(Stored data entries)
*** Begin section ***
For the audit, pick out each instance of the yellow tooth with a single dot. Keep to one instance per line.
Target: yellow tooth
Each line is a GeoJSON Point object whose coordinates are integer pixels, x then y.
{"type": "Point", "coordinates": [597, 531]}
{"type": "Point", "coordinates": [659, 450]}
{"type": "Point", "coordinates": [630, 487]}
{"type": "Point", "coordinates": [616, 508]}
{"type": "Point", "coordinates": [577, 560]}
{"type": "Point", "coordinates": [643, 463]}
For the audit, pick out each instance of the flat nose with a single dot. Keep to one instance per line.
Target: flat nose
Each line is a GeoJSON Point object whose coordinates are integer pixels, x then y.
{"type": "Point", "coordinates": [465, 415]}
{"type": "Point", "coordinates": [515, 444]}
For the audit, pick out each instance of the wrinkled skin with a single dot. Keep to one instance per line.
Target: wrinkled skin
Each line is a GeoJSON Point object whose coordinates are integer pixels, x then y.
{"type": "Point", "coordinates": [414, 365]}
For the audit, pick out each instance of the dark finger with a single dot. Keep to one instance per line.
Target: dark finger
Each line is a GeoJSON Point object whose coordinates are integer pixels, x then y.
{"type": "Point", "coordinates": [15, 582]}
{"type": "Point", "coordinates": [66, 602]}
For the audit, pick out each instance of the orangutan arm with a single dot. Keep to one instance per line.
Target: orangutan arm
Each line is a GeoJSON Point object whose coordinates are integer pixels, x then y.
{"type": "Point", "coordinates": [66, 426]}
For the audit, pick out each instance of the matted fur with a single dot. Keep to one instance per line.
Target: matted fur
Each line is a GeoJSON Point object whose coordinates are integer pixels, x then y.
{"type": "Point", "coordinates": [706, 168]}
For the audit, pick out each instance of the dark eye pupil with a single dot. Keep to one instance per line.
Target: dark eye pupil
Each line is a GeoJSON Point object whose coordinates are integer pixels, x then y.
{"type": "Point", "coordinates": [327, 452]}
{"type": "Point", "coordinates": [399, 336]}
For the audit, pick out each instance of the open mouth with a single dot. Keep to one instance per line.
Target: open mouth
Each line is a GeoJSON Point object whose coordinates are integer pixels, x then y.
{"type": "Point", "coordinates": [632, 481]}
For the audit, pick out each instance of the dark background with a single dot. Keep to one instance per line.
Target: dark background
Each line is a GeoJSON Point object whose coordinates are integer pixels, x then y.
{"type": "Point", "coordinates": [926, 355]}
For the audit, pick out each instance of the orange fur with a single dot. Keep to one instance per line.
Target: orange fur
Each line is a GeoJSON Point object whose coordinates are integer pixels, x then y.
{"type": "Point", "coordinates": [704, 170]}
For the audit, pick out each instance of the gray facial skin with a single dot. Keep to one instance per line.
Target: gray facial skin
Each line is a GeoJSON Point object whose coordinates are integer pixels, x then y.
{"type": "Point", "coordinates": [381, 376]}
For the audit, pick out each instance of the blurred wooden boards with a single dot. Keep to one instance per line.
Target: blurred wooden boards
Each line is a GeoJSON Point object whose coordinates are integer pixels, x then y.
*** End section ***
*** Begin section ***
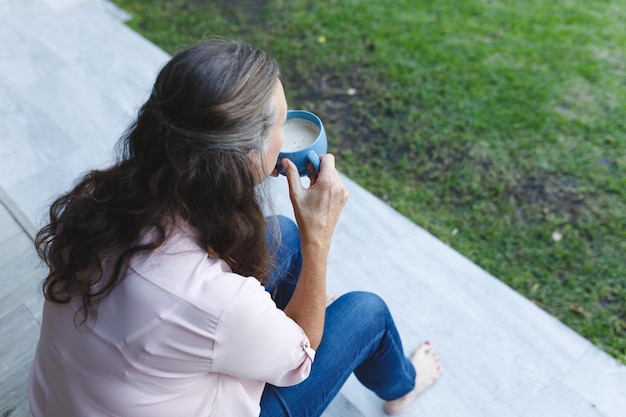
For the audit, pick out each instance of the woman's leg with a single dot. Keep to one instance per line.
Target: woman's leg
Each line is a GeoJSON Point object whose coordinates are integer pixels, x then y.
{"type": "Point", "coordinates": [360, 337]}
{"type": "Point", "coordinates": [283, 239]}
*** End section ***
*** Begin section ***
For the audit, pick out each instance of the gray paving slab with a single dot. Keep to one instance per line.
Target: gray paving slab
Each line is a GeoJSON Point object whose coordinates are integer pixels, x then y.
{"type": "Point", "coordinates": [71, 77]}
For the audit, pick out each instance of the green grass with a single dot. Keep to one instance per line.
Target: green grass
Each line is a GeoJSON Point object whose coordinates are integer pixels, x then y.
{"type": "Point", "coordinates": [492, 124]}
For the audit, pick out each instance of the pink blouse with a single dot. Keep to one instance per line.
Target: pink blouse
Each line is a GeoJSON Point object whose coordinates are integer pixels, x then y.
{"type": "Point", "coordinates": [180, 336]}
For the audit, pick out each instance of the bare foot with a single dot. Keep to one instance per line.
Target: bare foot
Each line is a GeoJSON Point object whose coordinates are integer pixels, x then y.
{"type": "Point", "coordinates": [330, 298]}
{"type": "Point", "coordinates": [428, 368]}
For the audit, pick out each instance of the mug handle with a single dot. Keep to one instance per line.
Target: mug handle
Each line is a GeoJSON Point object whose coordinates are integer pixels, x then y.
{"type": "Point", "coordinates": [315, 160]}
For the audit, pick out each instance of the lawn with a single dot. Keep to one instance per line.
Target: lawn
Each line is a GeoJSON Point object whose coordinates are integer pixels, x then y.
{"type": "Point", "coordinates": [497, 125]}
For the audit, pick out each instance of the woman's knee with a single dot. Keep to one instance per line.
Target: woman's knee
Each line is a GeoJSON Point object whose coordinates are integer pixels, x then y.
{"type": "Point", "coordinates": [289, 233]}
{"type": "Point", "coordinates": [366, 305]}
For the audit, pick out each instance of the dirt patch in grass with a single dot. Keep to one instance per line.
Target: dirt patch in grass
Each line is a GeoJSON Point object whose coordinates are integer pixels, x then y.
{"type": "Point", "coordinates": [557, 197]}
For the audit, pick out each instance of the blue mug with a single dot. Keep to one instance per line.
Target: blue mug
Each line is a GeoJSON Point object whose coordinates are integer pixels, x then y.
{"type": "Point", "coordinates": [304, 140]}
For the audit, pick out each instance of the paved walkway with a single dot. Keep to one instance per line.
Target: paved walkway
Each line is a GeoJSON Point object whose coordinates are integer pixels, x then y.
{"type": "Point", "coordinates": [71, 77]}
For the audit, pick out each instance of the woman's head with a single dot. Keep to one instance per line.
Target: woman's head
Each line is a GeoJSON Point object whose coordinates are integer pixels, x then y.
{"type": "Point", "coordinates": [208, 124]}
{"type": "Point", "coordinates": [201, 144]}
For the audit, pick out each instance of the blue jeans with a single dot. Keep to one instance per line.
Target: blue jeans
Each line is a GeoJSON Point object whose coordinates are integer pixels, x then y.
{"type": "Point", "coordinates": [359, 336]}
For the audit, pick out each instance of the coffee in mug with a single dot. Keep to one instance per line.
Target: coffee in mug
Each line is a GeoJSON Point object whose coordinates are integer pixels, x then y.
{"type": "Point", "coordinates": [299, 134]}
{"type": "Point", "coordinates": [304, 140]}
*** End section ***
*Required action*.
Every line above that has the string "facial" needs to be copied.

*Solution for this task*.
For the audit, pick out each instance of the gray facial skin with a single dot. Keep to one instance per line.
Target: gray facial skin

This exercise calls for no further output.